*Фрагмент текста*:
Разведывательная служба Третьего рейха. Секретные операции нацистской внешней разведки — страница 25 из 85

Я кивнул, встал и уже собрался прощаться, когда Риббентроп сказал: «Минуточку» — и, взяв телефонную трубку, попросил соединить его с Гитлером. Он протянул мне вторую трубку, чтобы я мог слышать диалог, и, когда на линии зазвучал специфический глухой голос Гитлера, Риббентроп быстро передал ему содержание нашего разговора. По голосу Гитлера я понял, что он не был доволен всем этим. Его ответы были краткими: «Да — безусловно — договорились». В конце он сказал: «Шелленберг должен особенно иметь в виду, насколько важно отношение герцогини, и приложить максимум усилий к тому, чтобы добиться ее поддержки. Она обладает огромным влиянием на герцога». — «Прекрасно, — сказал Риббентроп, — тогда Шелленберг как можно скорее полетит спецрейсом в Мадрид». — «Хорошо, — ответил Гитлер. — У Шелленберга есть все необходимые полномочия. Скажите ему от меня, что я полагаюсь на него». Риббентроп поднялся, поклонился в сторону телефона и сказал: «Благодарю вас, мой фюрер, у меня все».

Я спросил Риббентропа о доставке моих донесений, которые я должен буду отправлять по дипломатическим каналам, и наш разговор закончился коротким обсуждением технических вопросов, связанных с валютой, паспортами и т. д.

Я немедленно отправился к Гейдриху, который принял меня несколько прохладно. «Риббентроп всегда хочет использовать наших людей, когда у него появляются идеи, вроде этой. Вы слишком ценны для меня, чтобы тратить вас на это дело. Мне не нравится весь этот план. Однако если фюреру приходит в голову такая идея, то очень трудно отговорить его, а Риббентроп — самый худший советчик. Вы должны понимать, что вам придется входить в контакт с противником на передовой, и я не хочу, чтобы вы ехали один. Возьмите с собой двух надежных и опытных людей, которые знают английский язык. По крайней мере, у вас будет какая-то защита. Конечно, если бы я возглавлял британскую разведку, я бы уладил эту проблему для вас».

Следующий день прошел в приготовлениях к поездке. Я собрал всю доступную информацию, выбрал самых подходящих помощников для Мадрида и Лиссабона и оставил указания относительно работы, которая должна была быть проведена в моем департаменте в мое отсутствие.

Вскоре Риббентроп позвонил мне снова и коротко сказал: «Пожалуйста, приезжайте ко мне в министерство немедленно». Когда я прибыл туда, все, что он хотел спросить у меня, состояло в том, удовлетворен ли я своими приготовлениями и достаточно ли у меня денег. Он также спросил, разработал ли я план. Я ответил, что еще нет. Тогда он сказал, что, разумеется, все касающееся этого дела следует держать в строжайшем секрете и фюрер будет лично наказывать за малейшее нарушение секретности — фюрер хотел, чтобы он сказал мне это. Это было характерным для Риббентропа методом, что он упомянул об этом только сейчас. Я разуверил его и наконец смог уехать.

*Записи данных*:
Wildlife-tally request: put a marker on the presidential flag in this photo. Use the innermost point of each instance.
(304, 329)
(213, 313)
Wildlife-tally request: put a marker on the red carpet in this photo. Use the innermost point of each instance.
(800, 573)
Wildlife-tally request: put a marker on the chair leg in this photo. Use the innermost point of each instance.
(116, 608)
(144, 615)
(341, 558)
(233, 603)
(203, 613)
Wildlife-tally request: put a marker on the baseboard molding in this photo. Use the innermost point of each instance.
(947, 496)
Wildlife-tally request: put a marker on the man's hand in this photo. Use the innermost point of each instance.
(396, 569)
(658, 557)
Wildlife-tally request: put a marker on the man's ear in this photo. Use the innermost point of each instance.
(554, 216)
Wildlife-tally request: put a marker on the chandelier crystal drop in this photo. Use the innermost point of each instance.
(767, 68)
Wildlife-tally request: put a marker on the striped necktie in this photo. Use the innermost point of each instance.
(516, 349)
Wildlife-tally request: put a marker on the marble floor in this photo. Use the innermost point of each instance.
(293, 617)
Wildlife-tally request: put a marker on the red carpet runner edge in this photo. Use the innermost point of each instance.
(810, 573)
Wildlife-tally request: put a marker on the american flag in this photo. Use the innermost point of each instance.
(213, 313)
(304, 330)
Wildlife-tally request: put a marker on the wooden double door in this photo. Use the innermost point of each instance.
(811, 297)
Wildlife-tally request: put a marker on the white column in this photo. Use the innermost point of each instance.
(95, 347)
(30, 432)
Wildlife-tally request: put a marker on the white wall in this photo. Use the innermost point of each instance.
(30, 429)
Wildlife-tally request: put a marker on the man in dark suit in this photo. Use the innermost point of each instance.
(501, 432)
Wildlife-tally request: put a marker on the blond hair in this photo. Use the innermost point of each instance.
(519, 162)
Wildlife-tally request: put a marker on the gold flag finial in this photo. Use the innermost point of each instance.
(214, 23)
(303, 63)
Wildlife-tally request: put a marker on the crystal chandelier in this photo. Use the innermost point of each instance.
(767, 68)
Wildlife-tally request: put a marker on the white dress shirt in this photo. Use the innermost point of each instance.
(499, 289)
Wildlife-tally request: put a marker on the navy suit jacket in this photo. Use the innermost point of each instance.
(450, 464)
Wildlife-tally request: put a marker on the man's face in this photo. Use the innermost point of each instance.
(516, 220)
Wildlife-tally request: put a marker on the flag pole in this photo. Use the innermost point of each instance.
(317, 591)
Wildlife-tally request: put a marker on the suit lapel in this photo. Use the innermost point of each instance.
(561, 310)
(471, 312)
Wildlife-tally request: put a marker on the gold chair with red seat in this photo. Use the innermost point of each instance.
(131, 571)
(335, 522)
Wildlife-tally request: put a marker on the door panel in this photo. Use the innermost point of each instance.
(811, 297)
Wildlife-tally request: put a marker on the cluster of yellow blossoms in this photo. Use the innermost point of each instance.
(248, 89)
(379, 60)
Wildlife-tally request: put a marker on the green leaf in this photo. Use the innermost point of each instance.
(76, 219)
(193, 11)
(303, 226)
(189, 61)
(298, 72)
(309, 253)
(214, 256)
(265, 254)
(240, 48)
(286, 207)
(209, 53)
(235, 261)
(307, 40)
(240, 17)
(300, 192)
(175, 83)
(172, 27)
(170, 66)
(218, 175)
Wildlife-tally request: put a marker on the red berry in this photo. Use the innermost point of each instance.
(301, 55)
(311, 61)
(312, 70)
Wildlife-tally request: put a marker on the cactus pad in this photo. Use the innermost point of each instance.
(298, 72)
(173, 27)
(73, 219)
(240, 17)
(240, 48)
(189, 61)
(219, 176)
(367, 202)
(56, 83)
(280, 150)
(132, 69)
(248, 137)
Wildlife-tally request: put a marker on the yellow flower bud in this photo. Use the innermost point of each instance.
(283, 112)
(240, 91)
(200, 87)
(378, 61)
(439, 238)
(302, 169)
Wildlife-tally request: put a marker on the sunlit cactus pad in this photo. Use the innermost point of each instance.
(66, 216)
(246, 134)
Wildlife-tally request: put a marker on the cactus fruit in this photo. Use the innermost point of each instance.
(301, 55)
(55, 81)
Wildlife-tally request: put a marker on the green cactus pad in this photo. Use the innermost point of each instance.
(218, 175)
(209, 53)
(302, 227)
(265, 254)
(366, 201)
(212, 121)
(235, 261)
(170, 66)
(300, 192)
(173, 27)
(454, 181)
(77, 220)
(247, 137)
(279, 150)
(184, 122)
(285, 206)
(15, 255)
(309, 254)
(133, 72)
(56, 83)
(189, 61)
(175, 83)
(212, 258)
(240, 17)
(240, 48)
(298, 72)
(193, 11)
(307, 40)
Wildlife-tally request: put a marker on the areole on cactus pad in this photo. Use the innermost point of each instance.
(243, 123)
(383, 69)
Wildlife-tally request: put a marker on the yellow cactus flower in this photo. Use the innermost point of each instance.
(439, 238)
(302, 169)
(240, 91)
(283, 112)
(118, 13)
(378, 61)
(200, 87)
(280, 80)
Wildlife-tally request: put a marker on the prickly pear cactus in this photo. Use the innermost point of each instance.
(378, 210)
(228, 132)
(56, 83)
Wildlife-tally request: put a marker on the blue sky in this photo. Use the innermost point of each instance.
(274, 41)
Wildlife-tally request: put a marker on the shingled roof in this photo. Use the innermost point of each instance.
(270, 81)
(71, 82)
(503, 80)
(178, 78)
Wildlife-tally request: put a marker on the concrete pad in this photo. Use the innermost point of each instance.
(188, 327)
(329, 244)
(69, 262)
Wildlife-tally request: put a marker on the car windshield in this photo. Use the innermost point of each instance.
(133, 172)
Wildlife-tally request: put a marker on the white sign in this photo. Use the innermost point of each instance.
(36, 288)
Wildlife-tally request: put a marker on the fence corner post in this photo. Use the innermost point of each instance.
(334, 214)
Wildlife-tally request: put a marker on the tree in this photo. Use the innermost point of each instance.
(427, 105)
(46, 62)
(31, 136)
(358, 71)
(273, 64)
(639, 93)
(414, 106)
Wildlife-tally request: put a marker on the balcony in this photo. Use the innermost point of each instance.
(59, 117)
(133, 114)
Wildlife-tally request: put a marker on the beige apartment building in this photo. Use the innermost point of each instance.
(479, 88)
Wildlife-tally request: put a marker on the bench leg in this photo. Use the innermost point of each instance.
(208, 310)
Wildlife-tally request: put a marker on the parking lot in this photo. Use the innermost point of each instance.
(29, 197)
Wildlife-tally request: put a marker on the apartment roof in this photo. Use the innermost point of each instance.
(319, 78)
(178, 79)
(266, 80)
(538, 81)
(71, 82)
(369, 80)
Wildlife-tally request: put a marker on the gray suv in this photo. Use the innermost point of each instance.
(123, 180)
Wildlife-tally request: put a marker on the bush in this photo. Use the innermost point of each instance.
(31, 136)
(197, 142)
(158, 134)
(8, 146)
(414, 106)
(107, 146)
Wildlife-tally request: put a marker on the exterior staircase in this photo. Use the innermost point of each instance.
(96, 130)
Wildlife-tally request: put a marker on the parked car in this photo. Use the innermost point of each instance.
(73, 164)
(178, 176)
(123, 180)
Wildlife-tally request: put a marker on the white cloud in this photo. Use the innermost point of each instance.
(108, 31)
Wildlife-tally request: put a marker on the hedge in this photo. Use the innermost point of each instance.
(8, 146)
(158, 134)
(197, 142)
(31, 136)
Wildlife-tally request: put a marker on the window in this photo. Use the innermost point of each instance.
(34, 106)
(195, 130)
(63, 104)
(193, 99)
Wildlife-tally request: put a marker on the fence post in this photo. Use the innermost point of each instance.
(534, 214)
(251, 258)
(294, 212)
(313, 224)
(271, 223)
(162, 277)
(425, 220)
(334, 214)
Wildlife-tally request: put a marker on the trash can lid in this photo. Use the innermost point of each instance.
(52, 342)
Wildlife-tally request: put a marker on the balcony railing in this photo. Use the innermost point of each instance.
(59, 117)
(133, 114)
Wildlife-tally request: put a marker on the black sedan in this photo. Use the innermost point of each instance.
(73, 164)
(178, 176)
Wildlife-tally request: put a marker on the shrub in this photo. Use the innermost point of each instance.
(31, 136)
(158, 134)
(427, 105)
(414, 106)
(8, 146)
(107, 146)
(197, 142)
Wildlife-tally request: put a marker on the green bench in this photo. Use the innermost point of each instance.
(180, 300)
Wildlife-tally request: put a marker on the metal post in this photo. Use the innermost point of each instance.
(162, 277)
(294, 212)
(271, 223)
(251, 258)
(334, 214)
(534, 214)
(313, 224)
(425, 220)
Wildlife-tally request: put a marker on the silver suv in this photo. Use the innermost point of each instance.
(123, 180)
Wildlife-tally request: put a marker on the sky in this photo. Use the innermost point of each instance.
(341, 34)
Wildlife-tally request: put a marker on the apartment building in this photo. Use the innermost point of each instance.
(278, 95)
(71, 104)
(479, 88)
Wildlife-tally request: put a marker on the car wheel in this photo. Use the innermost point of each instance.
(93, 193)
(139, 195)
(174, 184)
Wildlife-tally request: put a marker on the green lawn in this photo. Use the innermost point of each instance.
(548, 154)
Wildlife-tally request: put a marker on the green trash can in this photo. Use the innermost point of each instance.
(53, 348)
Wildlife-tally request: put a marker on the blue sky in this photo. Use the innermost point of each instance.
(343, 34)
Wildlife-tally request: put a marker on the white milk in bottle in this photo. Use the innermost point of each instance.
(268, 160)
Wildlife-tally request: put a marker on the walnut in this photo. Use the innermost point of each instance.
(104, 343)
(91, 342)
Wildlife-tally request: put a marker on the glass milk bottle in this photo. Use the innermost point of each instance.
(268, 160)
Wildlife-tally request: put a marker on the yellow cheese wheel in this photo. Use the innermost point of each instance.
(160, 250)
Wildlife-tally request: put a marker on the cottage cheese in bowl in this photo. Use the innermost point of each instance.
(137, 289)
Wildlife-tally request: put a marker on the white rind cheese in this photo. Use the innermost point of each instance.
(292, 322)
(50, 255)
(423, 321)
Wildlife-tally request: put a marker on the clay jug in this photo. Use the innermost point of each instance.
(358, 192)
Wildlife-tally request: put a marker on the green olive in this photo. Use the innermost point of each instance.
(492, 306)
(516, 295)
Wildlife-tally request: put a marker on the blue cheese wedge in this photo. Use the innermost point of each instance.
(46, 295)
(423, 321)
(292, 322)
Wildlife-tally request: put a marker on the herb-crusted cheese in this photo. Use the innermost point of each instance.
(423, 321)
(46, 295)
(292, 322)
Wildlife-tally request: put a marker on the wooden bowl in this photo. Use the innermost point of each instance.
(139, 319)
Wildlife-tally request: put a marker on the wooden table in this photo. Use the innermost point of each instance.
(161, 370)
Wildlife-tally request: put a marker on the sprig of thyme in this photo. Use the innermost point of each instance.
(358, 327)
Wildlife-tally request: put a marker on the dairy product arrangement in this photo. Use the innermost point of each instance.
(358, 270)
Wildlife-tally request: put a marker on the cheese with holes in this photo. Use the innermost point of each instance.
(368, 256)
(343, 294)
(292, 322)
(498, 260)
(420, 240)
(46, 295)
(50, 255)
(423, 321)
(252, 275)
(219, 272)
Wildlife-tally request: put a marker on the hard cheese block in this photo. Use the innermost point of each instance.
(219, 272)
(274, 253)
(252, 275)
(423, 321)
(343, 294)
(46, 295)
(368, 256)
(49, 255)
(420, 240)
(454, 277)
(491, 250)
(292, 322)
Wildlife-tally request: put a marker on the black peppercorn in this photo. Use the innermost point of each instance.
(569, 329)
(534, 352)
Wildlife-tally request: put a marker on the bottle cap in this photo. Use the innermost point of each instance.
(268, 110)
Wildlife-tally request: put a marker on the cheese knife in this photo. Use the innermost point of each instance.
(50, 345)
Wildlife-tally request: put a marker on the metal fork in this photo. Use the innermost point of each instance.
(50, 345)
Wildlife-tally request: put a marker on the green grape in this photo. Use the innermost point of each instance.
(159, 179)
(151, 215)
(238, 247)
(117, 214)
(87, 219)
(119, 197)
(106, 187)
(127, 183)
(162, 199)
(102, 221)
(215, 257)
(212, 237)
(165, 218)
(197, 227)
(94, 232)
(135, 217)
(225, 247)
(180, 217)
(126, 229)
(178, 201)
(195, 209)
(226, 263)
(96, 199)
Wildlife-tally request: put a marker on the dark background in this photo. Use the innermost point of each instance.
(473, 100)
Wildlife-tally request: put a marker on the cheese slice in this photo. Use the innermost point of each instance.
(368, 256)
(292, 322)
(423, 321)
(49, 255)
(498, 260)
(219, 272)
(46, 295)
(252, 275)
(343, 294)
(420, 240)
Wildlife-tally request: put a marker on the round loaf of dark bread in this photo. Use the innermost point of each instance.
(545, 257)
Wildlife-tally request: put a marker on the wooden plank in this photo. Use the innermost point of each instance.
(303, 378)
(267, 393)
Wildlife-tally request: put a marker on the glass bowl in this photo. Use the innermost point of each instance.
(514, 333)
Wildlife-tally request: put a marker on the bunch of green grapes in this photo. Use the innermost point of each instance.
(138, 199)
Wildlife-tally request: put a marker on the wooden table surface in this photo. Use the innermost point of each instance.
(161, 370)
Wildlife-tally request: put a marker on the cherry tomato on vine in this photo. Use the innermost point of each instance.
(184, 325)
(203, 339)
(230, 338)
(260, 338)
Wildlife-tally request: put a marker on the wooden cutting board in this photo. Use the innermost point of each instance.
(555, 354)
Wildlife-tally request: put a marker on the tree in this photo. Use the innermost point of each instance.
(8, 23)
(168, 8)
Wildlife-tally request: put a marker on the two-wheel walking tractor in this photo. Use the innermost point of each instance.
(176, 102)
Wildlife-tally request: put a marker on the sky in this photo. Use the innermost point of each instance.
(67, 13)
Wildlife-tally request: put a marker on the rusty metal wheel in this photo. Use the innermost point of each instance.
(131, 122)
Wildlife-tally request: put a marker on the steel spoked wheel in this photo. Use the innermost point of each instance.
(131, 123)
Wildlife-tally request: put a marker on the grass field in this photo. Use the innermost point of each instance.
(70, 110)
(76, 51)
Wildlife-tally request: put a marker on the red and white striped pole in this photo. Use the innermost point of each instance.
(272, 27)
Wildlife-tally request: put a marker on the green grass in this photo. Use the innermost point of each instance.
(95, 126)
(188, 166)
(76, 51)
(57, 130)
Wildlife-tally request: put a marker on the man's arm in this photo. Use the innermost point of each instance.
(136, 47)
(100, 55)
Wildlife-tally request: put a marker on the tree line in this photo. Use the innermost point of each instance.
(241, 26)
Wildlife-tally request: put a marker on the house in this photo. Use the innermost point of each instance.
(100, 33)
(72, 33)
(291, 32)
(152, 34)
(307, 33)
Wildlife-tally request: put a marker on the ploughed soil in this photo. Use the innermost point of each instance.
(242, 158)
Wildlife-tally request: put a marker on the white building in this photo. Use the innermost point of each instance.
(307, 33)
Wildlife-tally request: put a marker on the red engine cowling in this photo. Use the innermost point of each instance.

*Что требуется*:
1 – Каким рейсом, по словам Риббентропа во фрагменте текста, Шелленберг полетит в Мадрид?
2 – Назовите все фамилии, которые встречаются во фрагменте текста.
3 – Перепишите без изменений часть фрагмента текста, которая начинается со слов «Следующий день прошел» и заканчивается словами «в мое отсутствие.».

*Ответы по заданиям*:
1 – Спецрейсом.

2 – Риббентроп, Гитлер, Шелленберг, Гейдрих.

3 –
Следующий день прошел в приготовлениях к поездке. Я собрал всю доступную информацию, выбрал самых подходящих помощников для Мадрида и Лиссабона и оставил указания относительно работы, которая должна была быть проведена в моем департаменте в мое отсутствие.